*What you are asked to do:*
Write out the lines from the line containing "Kindly provide the mask of every instance of the black" through the final line of the listing below, exactly, omitting every other line.

[Contour annotation records]
==*==
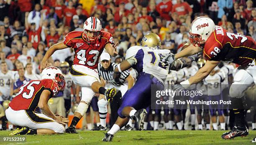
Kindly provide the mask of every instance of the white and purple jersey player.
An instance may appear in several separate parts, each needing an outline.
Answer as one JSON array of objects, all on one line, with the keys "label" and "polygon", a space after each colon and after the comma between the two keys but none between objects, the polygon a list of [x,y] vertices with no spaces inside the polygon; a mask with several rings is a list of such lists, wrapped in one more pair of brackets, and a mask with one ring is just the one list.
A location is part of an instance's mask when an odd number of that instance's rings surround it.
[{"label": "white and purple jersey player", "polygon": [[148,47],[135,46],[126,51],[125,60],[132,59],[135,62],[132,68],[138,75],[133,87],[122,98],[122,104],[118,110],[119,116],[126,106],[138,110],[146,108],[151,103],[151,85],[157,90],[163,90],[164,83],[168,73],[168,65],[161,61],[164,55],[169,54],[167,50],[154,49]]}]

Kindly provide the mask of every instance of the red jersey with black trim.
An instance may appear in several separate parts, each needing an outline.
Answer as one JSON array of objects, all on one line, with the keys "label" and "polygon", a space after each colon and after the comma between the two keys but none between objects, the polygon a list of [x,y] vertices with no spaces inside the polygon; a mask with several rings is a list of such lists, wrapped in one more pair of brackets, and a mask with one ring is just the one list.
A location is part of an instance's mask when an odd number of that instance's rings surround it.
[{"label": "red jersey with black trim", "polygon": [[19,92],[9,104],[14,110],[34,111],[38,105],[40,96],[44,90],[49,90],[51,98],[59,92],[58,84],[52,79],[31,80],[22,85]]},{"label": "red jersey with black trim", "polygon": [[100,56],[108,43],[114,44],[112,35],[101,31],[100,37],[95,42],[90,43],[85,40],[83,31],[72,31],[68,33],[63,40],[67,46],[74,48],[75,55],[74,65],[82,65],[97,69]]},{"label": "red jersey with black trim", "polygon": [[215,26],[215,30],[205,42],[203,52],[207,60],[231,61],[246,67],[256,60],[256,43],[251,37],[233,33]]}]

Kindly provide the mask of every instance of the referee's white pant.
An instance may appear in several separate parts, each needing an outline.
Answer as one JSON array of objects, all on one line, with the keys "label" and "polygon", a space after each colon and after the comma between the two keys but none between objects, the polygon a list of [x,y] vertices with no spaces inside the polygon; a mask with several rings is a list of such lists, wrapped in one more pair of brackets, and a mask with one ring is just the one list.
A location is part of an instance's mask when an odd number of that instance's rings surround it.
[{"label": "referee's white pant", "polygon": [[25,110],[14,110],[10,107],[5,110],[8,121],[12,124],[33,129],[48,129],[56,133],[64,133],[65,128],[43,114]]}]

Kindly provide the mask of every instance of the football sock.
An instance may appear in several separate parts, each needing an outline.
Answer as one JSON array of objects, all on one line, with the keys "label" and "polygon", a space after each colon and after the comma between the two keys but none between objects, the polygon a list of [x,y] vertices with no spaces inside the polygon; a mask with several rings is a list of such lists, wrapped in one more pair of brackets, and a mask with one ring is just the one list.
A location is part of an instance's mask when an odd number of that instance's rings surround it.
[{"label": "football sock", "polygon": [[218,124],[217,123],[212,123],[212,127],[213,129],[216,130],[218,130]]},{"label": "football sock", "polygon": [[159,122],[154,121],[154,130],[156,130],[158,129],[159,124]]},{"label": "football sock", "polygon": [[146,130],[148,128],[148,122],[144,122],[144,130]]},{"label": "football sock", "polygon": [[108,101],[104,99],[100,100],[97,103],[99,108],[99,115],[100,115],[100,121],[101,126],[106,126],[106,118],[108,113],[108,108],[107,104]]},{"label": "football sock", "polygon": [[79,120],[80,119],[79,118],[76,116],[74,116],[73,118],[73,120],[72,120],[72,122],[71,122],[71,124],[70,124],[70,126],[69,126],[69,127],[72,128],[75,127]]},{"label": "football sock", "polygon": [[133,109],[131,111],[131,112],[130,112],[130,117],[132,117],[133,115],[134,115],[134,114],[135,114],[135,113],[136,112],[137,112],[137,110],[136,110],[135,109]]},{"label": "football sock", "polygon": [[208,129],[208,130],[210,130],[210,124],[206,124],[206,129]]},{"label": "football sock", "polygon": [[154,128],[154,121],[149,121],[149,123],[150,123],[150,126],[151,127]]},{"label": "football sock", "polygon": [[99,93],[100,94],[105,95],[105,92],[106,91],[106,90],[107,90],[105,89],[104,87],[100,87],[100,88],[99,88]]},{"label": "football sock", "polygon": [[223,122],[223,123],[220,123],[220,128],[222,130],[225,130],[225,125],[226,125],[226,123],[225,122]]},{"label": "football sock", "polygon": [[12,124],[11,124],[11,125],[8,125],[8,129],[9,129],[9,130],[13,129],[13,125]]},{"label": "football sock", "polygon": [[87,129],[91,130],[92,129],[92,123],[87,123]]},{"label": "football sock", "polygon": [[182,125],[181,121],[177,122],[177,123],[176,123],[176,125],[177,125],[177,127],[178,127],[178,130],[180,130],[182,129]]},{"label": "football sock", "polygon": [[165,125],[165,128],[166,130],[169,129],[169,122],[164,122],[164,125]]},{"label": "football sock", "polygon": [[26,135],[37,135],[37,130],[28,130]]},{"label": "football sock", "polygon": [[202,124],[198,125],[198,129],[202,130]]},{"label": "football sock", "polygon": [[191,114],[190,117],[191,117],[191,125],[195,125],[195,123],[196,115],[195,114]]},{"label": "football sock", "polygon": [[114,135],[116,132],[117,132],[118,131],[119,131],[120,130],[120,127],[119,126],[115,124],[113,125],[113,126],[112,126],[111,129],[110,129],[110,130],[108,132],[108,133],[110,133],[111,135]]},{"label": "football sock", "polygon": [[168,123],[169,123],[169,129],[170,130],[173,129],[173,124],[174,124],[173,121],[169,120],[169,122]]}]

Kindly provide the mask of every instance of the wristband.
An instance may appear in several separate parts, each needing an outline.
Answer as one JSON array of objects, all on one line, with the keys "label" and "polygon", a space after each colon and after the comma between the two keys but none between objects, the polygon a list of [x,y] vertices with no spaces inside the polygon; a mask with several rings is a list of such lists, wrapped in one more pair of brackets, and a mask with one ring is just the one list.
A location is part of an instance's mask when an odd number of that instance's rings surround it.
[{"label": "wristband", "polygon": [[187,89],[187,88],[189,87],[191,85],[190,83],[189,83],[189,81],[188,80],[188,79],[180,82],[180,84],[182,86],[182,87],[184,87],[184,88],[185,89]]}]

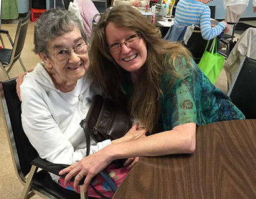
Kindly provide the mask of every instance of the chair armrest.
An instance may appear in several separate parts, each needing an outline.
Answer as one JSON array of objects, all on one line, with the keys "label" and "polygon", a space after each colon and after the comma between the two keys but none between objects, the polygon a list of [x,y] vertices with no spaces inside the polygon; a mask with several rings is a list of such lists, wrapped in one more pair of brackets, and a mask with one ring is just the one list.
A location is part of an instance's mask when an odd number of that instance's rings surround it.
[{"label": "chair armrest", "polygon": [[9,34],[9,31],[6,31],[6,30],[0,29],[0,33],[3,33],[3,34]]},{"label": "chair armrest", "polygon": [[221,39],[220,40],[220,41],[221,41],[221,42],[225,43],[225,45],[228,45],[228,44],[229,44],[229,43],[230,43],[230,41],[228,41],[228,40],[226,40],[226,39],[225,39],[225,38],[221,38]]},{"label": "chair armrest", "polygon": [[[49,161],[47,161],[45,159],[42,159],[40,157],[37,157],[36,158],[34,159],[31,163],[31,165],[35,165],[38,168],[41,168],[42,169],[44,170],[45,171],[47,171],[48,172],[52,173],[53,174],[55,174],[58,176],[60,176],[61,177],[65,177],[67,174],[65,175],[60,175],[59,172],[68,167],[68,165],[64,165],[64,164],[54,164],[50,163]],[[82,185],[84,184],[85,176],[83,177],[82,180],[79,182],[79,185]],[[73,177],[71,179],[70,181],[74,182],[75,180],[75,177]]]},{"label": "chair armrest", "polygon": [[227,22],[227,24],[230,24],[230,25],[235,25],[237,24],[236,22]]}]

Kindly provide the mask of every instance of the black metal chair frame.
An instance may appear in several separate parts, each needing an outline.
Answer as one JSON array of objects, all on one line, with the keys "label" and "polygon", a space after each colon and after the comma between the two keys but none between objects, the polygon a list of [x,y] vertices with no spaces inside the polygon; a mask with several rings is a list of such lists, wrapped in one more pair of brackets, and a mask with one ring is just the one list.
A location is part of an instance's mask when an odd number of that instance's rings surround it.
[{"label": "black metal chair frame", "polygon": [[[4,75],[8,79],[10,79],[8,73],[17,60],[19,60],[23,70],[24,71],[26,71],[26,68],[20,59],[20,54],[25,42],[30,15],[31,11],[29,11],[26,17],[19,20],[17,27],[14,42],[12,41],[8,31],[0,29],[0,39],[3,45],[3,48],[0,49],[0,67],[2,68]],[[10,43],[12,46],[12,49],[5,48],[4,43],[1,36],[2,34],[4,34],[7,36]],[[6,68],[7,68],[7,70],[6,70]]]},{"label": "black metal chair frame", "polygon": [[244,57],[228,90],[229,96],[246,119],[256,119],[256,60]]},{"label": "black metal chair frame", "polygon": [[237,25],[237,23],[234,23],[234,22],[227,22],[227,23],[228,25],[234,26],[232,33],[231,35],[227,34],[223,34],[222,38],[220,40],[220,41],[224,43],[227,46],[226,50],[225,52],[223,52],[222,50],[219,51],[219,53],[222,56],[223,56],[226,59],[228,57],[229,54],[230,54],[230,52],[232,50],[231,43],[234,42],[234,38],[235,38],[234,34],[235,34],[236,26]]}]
==*==
*The solution:*
Kindly provide the mask of every instance of the black metal chair frame.
An instance may appear in several separate parts, each needing an outline.
Answer as one JSON array of objects, all on one line, with the keys "label" and "polygon", a space after each colon and after the comma between the two keys but none between objects, the polygon a list of [x,y] vertices with no spaces inside the polygon; a mask with several rings is a list of such lists, wrapped in one more pair of brackets, and a mask with one ring is just the one list.
A location is part of an instance's mask when an odd number of that instance's rings surround it.
[{"label": "black metal chair frame", "polygon": [[[4,75],[8,79],[10,79],[8,73],[17,60],[19,60],[23,70],[24,71],[26,71],[26,68],[20,59],[20,54],[25,42],[30,15],[31,11],[29,11],[26,17],[19,20],[17,27],[14,42],[12,41],[8,31],[0,29],[0,39],[3,45],[3,48],[0,49],[0,67],[2,68]],[[10,43],[12,46],[12,49],[5,48],[4,43],[1,36],[2,34],[4,34],[7,36]],[[6,68],[7,68],[7,70],[6,70]]]},{"label": "black metal chair frame", "polygon": [[244,57],[228,90],[229,96],[246,119],[256,119],[256,60]]},{"label": "black metal chair frame", "polygon": [[237,25],[237,23],[234,23],[234,22],[227,22],[227,23],[228,25],[234,26],[232,33],[231,35],[227,34],[223,34],[222,38],[220,40],[220,41],[224,43],[227,46],[226,50],[225,52],[223,52],[222,50],[219,51],[219,53],[222,56],[223,56],[226,59],[228,57],[229,54],[230,54],[230,52],[232,50],[231,43],[234,42],[234,38],[235,38],[234,34],[235,34],[236,26]]}]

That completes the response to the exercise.